____ Given data
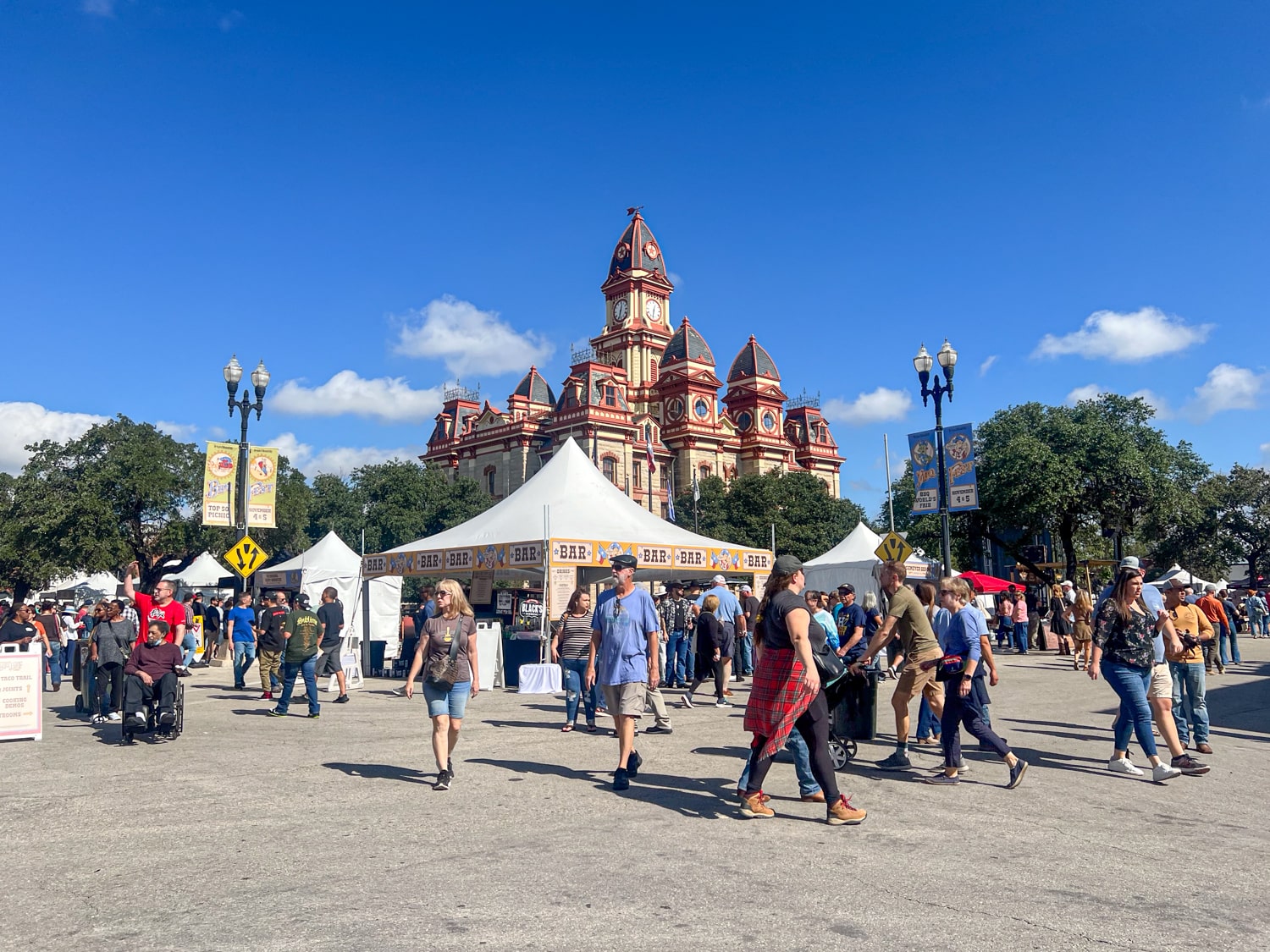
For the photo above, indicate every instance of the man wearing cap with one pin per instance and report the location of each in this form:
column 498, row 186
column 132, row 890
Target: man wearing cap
column 1212, row 607
column 677, row 621
column 748, row 608
column 625, row 634
column 301, row 630
column 729, row 614
column 1186, row 669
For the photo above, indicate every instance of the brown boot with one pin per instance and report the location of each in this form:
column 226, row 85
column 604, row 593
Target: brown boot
________
About this exercise: Word for word, give the listing above again, but drop any pictures.

Solution for this task:
For the photo above, indicate every instance of the man wearing cap with one pin per instance and report the location of each in this form:
column 498, row 186
column 132, row 890
Target: man wearing cap
column 1212, row 607
column 677, row 621
column 748, row 608
column 625, row 634
column 301, row 630
column 729, row 614
column 1186, row 669
For the photo above, indicate every instance of the brown boot with one pin per instance and report the location of each in this form:
column 226, row 85
column 604, row 593
Target: brown boot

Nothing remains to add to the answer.